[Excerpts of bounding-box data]

━━━

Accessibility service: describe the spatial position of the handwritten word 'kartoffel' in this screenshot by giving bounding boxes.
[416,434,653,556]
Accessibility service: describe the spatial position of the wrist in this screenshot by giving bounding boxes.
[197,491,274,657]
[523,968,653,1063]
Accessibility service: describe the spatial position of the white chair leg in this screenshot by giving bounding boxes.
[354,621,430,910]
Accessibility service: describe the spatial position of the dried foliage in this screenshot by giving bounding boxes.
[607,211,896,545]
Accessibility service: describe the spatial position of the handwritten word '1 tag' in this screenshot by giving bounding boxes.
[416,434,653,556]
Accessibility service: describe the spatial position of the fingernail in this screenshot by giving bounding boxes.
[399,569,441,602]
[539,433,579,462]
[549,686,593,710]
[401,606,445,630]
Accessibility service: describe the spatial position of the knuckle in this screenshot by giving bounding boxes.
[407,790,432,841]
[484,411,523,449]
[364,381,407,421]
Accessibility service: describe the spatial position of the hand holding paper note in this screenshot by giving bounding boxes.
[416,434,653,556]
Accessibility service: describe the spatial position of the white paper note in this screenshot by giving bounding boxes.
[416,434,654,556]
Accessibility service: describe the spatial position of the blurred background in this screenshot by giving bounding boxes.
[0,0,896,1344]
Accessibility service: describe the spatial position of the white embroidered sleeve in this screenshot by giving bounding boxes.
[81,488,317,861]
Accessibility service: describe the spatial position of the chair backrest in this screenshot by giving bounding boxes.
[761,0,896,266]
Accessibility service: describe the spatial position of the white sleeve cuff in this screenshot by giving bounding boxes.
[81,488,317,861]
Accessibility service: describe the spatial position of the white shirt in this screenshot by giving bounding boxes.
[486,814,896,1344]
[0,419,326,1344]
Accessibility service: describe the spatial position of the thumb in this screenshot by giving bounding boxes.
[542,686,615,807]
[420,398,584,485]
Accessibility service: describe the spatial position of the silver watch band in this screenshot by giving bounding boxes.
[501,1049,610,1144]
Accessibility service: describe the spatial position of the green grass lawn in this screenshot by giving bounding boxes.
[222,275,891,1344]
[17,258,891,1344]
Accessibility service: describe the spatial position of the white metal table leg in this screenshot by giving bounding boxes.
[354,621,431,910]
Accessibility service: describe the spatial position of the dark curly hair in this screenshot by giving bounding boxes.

━━━

● **Exercise aim**
Reproduce all of the lines above verbatim, with no changes.

● **Answer**
Accessibility service: describe the spatial position of the handwritten word 'kartoffel' in this screenshot by giving bounding boxes.
[416,434,653,556]
Accessibility service: describe the spatial position of the wrist in this screenshot by giving bounding boxes.
[197,491,274,657]
[523,968,653,1063]
Accessibility service: describe the spatial position of the white chair leg in this screenshot by giving bounding boxes.
[354,621,430,910]
Accessibility service: describe the spatial position of the dried foliage in this screenshot by giving bounding boxes.
[607,211,896,545]
Accessibility service: describe the spatial position of the handwritten word '1 tag' in this screenshot by giving bounding boxes.
[416,434,653,556]
Accessibility service: describe the spatial position of the fingernail in this screenshot by giving bounding boxes.
[399,569,441,602]
[539,433,579,462]
[549,686,593,710]
[401,606,445,630]
Accessibility service: describe the spatial position of the knuckle in this screenshot by giving bounding boxes.
[407,790,432,841]
[484,411,523,449]
[364,381,407,421]
Accessibility service: describe the spatial position of the hand holding paper note in this screenshot by giving bounding boxes.
[416,434,653,556]
Accessibility service: describe the spatial position of the white paper note in this screenshot by giving bounding boxes.
[416,434,654,556]
Accessibility service: describe the spatial position of the blurred background in this screenshot by giving bounding boxes.
[0,0,896,1344]
Accessibility service: describe the spatial position of the white embroidered sleeve in this screenshot by giving bounding boxes.
[81,488,317,861]
Accessibility service: describe the spatial position of the chair backrest in this screenshot by giving bounding boxes.
[761,0,896,266]
Accessibility service: describe the spatial position of the white sleeve cuff in this screenshot by giving bounding boxes.
[81,488,317,861]
Accessibility service: describe the spatial position of the white shirt in this screenshot by giving bounding boxes.
[486,814,896,1344]
[0,419,326,1344]
Accessibility service: describe the spatial position of the thumb in this screenshot by giving bounding boxes.
[542,686,615,807]
[420,398,584,485]
Accessibility service: describe the spatial position of the silver watch band in this screenshot by giving bounding boxes.
[501,1049,610,1144]
Accessibility service: describe the spatial position of the green grass lawn in this screenshot by giving bounding boxes.
[222,275,891,1344]
[17,258,891,1344]
Accessibility service: describe the spatial position of the white metal table leg in this screenshot by giving bounding boxes.
[354,621,431,910]
Accessibility service: describe the spatial position of the dark curly hair in this screenshot by giving bounding boxes.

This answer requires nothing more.